- [Given data]:
-*-*-
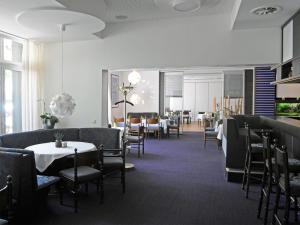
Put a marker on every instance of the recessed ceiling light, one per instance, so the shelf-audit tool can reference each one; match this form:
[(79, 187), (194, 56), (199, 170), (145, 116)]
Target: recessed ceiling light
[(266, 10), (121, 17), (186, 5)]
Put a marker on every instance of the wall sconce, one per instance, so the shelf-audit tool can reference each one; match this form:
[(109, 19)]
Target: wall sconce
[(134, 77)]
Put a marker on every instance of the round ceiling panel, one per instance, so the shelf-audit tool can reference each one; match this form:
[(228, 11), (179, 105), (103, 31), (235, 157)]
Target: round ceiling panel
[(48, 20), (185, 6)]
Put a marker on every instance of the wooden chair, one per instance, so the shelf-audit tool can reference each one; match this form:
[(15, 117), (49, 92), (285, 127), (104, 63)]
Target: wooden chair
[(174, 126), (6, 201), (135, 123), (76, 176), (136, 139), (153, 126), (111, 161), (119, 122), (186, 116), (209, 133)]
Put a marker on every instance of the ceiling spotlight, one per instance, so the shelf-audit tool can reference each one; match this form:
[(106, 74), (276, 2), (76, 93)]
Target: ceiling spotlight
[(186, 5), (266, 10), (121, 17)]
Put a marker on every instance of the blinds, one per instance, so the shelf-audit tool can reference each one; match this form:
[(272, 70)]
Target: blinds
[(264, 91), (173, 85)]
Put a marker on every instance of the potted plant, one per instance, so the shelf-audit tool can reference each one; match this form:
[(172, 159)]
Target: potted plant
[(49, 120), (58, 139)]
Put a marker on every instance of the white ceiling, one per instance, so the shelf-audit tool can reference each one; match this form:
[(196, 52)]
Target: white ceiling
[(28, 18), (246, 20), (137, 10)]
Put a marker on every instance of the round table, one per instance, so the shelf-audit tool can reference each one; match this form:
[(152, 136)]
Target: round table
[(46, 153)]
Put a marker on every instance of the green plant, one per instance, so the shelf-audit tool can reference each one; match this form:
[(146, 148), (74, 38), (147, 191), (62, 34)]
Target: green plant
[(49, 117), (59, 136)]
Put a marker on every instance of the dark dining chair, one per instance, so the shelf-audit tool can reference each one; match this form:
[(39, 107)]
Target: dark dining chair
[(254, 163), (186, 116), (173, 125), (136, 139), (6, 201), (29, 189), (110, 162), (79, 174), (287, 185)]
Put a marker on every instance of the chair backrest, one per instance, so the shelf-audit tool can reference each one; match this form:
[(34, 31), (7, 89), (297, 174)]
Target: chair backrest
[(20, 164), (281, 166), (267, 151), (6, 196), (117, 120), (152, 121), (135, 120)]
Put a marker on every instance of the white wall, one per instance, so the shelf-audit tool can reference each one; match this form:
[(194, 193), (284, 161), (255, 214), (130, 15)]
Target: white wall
-*-*-
- [Task details]: The entries above need to be printed again exactly; please exclude all pictures.

- [Reply to the exercise]:
Put a marker on every instance of the recessed ceiling light, one per instance, so the shelf-audit tool can reference each one; match this form:
[(79, 187), (194, 56), (199, 170), (145, 116)]
Target: recessed ceiling light
[(266, 10), (121, 17), (186, 5)]
Put a marker on every instance of the wall sconce, one per instance, so the shelf-audit tool can reference each one; match this form:
[(109, 19)]
Target: wall sconce
[(134, 77)]
Put a marker on every instance of the round ceiling panel, one per instance, so the shelf-audit tool can reference each one; match this form:
[(228, 11), (179, 105), (103, 31), (235, 157)]
Target: round ceiling panel
[(48, 20), (185, 6)]
Put a marker on every instance of the wooden chair, one per instance, so the shelf-audit tool can reference each one; match this form:
[(15, 117), (49, 92), (285, 127), (104, 63)]
Target: wooden chair
[(174, 126), (6, 201), (135, 123), (76, 176), (136, 139), (153, 126), (111, 161), (119, 122), (186, 116), (209, 133)]
Put a marker on every instance of the ceiling spotlight, one per instance, so the shelf-audit tool can reference each one; match this form:
[(106, 74), (276, 2), (76, 93)]
Target: ceiling spotlight
[(186, 5), (266, 10), (121, 17)]
Put a marker on every instance of the blinds, one per instance, so the shelf-audit tool can reference each one; match this form:
[(272, 70)]
Target: blinds
[(264, 91), (173, 85)]
Put a marker on every instance of the potted plant, one per instance, so the shelf-audit tool can reference each one; match this form:
[(172, 159)]
Target: potted plant
[(49, 120), (58, 139)]
Put a marker on every instance of the white ceiling, one per instance, so the shelf-audit tool can reference each one; match this form:
[(196, 52)]
Target: white ceiling
[(28, 18), (246, 20), (137, 10)]
Put a marker on every instance of the round table, one per instance, so the shelf-audit tool can reference each one; match this form:
[(152, 136)]
Target: round table
[(46, 153)]
Put a marker on every instance of the green plant, one per instance, so the shelf-audit tool can reference each one; match this form:
[(146, 148), (74, 38), (147, 191), (62, 34)]
Target: green plant
[(49, 117), (59, 136)]
Put a marker on every instance of the dark dining chair, one per instance, so the shelf-audit tool can reference each one; match this form:
[(39, 107)]
Target: dark dining chair
[(254, 163), (186, 116), (173, 125), (136, 139), (6, 201), (29, 189), (110, 162), (79, 174), (287, 185)]
Put a marker on every instance of the chair backrest, one per instance, so the shelf-audit tool can reference each one; match this form:
[(34, 31), (7, 89), (297, 174)]
Target: chair backrest
[(20, 164), (281, 166), (267, 151), (6, 196), (117, 120), (152, 121), (135, 120)]
Put a marker on every instance of the white wall, one per instance, so the shelf-audit tool can reference each one; match this form:
[(194, 193), (284, 161), (255, 214), (130, 15)]
Target: white wall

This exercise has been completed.